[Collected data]
□ □ □
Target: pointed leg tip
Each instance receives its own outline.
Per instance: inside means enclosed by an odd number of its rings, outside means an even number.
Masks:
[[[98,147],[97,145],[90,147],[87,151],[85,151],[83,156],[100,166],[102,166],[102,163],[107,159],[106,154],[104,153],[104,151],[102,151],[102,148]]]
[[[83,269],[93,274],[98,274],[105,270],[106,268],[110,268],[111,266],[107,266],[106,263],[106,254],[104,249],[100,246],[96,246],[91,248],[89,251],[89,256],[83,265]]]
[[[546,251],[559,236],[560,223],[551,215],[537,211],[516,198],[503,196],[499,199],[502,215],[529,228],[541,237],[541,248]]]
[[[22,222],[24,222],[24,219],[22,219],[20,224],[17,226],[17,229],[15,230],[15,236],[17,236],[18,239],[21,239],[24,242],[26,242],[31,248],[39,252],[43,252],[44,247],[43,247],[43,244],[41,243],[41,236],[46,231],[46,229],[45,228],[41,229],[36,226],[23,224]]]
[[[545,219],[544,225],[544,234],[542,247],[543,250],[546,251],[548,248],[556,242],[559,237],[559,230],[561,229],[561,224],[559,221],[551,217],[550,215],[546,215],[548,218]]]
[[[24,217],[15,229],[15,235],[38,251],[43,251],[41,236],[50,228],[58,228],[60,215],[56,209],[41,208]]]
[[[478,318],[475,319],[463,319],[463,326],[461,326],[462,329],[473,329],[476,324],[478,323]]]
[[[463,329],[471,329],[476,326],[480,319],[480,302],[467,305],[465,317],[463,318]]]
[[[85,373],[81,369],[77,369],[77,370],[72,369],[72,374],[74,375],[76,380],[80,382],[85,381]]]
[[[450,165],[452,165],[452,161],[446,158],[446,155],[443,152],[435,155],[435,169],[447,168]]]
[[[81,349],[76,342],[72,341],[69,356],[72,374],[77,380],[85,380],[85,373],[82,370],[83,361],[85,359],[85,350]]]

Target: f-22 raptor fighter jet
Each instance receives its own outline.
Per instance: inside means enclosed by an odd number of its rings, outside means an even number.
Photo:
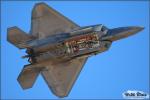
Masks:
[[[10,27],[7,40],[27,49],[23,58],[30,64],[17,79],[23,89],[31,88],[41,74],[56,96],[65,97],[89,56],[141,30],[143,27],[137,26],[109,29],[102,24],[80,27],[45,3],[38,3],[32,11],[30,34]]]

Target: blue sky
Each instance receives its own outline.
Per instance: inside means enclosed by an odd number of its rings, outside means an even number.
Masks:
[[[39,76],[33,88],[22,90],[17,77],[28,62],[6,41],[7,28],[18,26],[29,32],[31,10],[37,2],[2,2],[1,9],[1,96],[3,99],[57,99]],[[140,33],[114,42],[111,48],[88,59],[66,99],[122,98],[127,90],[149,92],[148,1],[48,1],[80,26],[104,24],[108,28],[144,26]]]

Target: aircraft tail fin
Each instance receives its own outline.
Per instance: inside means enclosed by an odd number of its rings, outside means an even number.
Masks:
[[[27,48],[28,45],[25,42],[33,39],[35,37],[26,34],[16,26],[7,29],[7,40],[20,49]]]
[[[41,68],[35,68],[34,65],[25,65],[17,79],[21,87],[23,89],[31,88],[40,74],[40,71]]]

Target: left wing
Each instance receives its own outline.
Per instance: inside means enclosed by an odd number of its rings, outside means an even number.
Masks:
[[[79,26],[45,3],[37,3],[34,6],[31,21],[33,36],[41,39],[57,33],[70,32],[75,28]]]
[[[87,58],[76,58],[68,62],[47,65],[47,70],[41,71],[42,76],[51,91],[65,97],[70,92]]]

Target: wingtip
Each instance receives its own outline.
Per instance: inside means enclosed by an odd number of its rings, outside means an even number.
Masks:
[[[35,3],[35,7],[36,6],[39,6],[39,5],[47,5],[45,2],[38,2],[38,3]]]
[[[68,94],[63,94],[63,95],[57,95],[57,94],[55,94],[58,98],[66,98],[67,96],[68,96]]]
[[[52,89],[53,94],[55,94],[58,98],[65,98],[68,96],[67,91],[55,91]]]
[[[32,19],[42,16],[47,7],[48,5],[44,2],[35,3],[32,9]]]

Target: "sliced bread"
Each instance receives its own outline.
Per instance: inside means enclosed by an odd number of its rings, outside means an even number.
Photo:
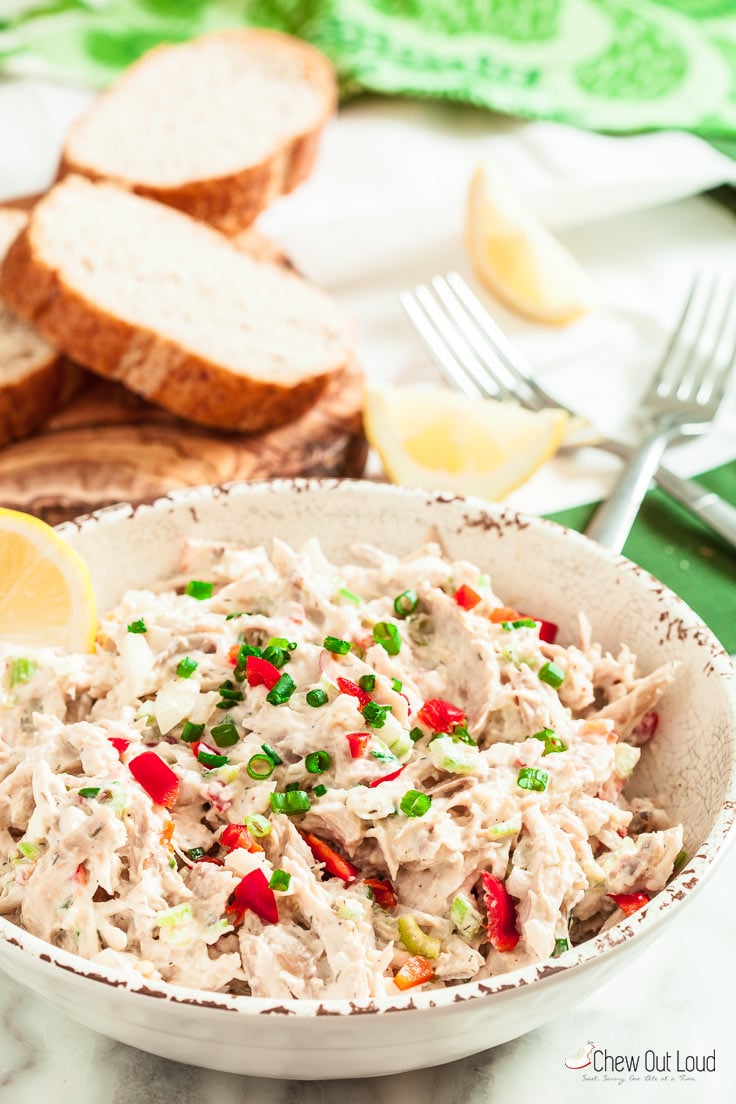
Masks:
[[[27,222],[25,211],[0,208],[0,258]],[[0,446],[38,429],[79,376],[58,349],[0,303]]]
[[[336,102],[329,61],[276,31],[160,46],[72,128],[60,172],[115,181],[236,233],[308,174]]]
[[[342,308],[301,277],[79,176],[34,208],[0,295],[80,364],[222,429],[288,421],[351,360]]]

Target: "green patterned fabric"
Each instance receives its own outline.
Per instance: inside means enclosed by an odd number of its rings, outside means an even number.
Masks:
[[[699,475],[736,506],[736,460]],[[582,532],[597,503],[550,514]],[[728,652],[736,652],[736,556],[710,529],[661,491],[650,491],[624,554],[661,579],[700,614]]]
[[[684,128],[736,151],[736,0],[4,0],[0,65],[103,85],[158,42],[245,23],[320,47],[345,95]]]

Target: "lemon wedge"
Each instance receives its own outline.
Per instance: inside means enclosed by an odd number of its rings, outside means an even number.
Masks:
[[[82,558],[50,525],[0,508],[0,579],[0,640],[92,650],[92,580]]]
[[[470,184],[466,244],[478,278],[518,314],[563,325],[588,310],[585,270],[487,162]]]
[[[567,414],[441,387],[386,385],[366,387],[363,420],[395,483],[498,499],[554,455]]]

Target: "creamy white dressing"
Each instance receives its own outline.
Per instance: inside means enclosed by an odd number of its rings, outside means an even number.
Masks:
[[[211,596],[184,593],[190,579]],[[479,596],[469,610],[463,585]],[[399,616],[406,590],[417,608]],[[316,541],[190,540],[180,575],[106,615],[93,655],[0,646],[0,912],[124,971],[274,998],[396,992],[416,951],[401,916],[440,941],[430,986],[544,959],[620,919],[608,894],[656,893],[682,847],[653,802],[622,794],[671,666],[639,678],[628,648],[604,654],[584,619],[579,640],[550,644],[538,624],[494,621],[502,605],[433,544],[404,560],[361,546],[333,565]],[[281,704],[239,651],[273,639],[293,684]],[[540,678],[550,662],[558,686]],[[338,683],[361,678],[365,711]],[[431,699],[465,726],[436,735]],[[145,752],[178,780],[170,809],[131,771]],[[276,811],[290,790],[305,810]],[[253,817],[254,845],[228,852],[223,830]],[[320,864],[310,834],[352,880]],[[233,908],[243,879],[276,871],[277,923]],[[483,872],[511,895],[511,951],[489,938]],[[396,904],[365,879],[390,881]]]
□ □ □
> **Required work**
For this exercise, print all of the entries exactly as they appear, but without pictures.

> **Your solution**
Target: pointed leg tip
Each instance receives its own outline.
Per instance: inside means enclosed by an odd number of its rings, outside means an even number.
Masks:
[[[98,147],[97,145],[90,147],[87,151],[85,151],[83,156],[100,166],[102,166],[102,163],[107,159],[106,154],[104,153],[104,151],[102,151],[102,148]]]
[[[83,269],[93,274],[98,274],[105,270],[106,268],[110,268],[111,266],[107,266],[106,263],[106,254],[104,249],[100,246],[96,246],[91,248],[89,251],[89,256],[83,265]]]
[[[546,251],[559,236],[560,223],[551,215],[537,211],[516,198],[503,196],[499,199],[502,215],[529,228],[541,237],[541,248]]]
[[[22,222],[24,222],[24,219],[22,219],[20,224],[17,226],[17,229],[15,230],[15,236],[17,236],[18,239],[21,239],[24,242],[26,242],[31,248],[39,252],[43,252],[44,247],[43,247],[43,244],[41,243],[41,236],[46,231],[46,229],[45,228],[41,229],[36,226],[23,224]]]
[[[545,219],[544,225],[544,234],[542,247],[543,250],[546,251],[548,248],[556,242],[559,237],[559,230],[561,229],[561,224],[559,221],[551,217],[550,215],[546,215],[548,218]]]
[[[24,217],[15,229],[15,235],[38,251],[43,251],[41,236],[50,228],[58,228],[60,215],[56,209],[41,208]]]
[[[478,318],[475,319],[463,319],[463,326],[461,326],[462,329],[473,329],[476,324],[478,323]]]
[[[463,329],[471,329],[476,326],[480,319],[480,302],[467,305],[465,317],[463,318]]]
[[[85,373],[81,369],[77,369],[77,370],[72,369],[72,374],[74,375],[76,380],[80,382],[85,381]]]
[[[450,165],[452,165],[452,161],[446,158],[446,155],[443,152],[435,155],[435,169],[447,168]]]
[[[81,349],[76,342],[72,341],[69,356],[72,374],[77,380],[85,380],[85,373],[82,370],[83,361],[85,359],[85,350]]]

Target: f-22 raptor fighter jet
Each instance receives its own outline.
Per instance: inside means enclosed by an odd number of its rings, outside means an even number.
Photo:
Masks:
[[[10,27],[7,40],[27,49],[23,58],[30,64],[17,79],[23,89],[31,88],[41,74],[56,96],[65,97],[89,56],[141,30],[143,27],[137,26],[109,29],[102,24],[80,27],[45,3],[38,3],[32,11],[30,34]]]

Target: blue sky
Each instance receives its own outline.
Per instance: inside means enclosed by an odd number of its rings, outside means an even number.
Masks:
[[[39,76],[33,88],[22,90],[17,77],[28,62],[6,41],[7,28],[18,26],[29,32],[31,10],[37,2],[2,2],[1,9],[1,96],[3,99],[57,99]],[[140,33],[114,42],[111,48],[88,59],[66,99],[122,98],[127,90],[149,92],[148,1],[48,1],[80,26],[104,24],[108,28],[144,26]]]

Target: aircraft tail fin
Each instance receives its own outline.
Per instance: inside means enclosed by an odd number of its rings, outside means an even number.
Masks:
[[[27,48],[28,45],[25,42],[33,39],[35,37],[26,34],[16,26],[7,29],[7,40],[20,49]]]
[[[41,68],[35,68],[34,65],[25,65],[17,79],[21,87],[23,89],[31,88],[40,74],[40,71]]]

Target: left wing
Each instance receives its own outline.
Per instance: inside means enclosed by an odd number of its rings, outside means an even number.
Masks:
[[[79,26],[45,3],[37,3],[34,6],[31,21],[33,36],[41,39],[57,33],[70,32],[75,28]]]
[[[87,58],[76,58],[68,62],[47,65],[47,70],[41,71],[42,76],[51,91],[65,97],[70,92]]]

Target: wingtip
Each instance receives its own outline.
Per instance: inside means enclosed by an odd number of its rings, outside means an even number.
Masks:
[[[35,3],[35,7],[36,6],[39,6],[39,5],[47,5],[45,2],[38,2],[38,3]]]
[[[68,94],[63,94],[63,95],[57,95],[57,94],[55,94],[58,98],[66,98],[67,96],[68,96]]]
[[[52,89],[53,94],[55,94],[58,98],[65,98],[68,96],[67,91],[55,91]]]
[[[32,19],[42,16],[47,7],[48,5],[44,2],[35,3],[32,9]]]

Target: "sliced bread"
Each instance receives its own outline.
Per instance: inside means enclosed by an odd number of its rings, outside means an even number.
Photo:
Masks:
[[[27,222],[25,211],[0,208],[0,258]],[[0,446],[38,429],[79,376],[58,349],[0,303]]]
[[[336,102],[329,61],[276,31],[160,46],[72,128],[60,172],[115,181],[236,233],[308,174]]]
[[[342,308],[301,277],[79,176],[34,208],[0,295],[80,364],[222,429],[288,421],[351,360]]]

Target: "green patterned fabric"
Each instance receives its own outline.
Per instance: inside means enclosed by an odd number of its rings, outside means an even number.
Masks:
[[[699,475],[736,506],[736,460]],[[582,532],[597,503],[550,514]],[[728,652],[736,652],[736,556],[710,529],[661,491],[650,491],[624,554],[661,579],[700,614]]]
[[[684,128],[736,151],[736,0],[4,0],[0,65],[103,85],[158,42],[245,23],[320,47],[345,95]]]

Target: "lemon wedge"
Each instance receives its own outline.
Per instance: inside means enclosed by an odd number of its rings, outside means an even number.
Masks:
[[[82,558],[50,525],[0,508],[0,579],[0,640],[92,650],[92,580]]]
[[[470,184],[466,244],[478,278],[518,314],[563,325],[588,310],[585,270],[487,162]]]
[[[567,414],[441,387],[386,385],[366,387],[363,420],[395,483],[498,499],[554,455]]]

Target: "creamy white dressing"
Each instance receives its own outline.
Per instance: inside means enclosed by an odd number of its rings, outside means an even number.
Masks:
[[[211,596],[184,593],[190,579]],[[479,596],[469,610],[463,585]],[[399,616],[406,590],[417,608]],[[316,541],[190,540],[180,575],[106,615],[93,655],[0,646],[0,912],[124,971],[274,998],[396,992],[416,951],[401,916],[440,941],[430,986],[544,959],[620,919],[608,894],[656,893],[682,847],[653,802],[622,794],[671,666],[639,678],[628,648],[604,654],[584,619],[579,640],[550,644],[538,624],[494,621],[502,605],[433,544],[404,560],[361,546],[333,565]],[[281,704],[239,651],[273,639],[293,684]],[[540,678],[550,662],[558,686]],[[338,683],[361,678],[365,711]],[[431,699],[465,726],[436,735]],[[145,752],[178,780],[170,809],[131,771]],[[276,811],[290,790],[305,810]],[[253,817],[254,845],[228,852],[223,830]],[[320,864],[310,834],[352,880]],[[233,908],[243,879],[276,871],[277,923]],[[483,872],[511,895],[511,951],[489,938]],[[396,904],[365,879],[390,881]]]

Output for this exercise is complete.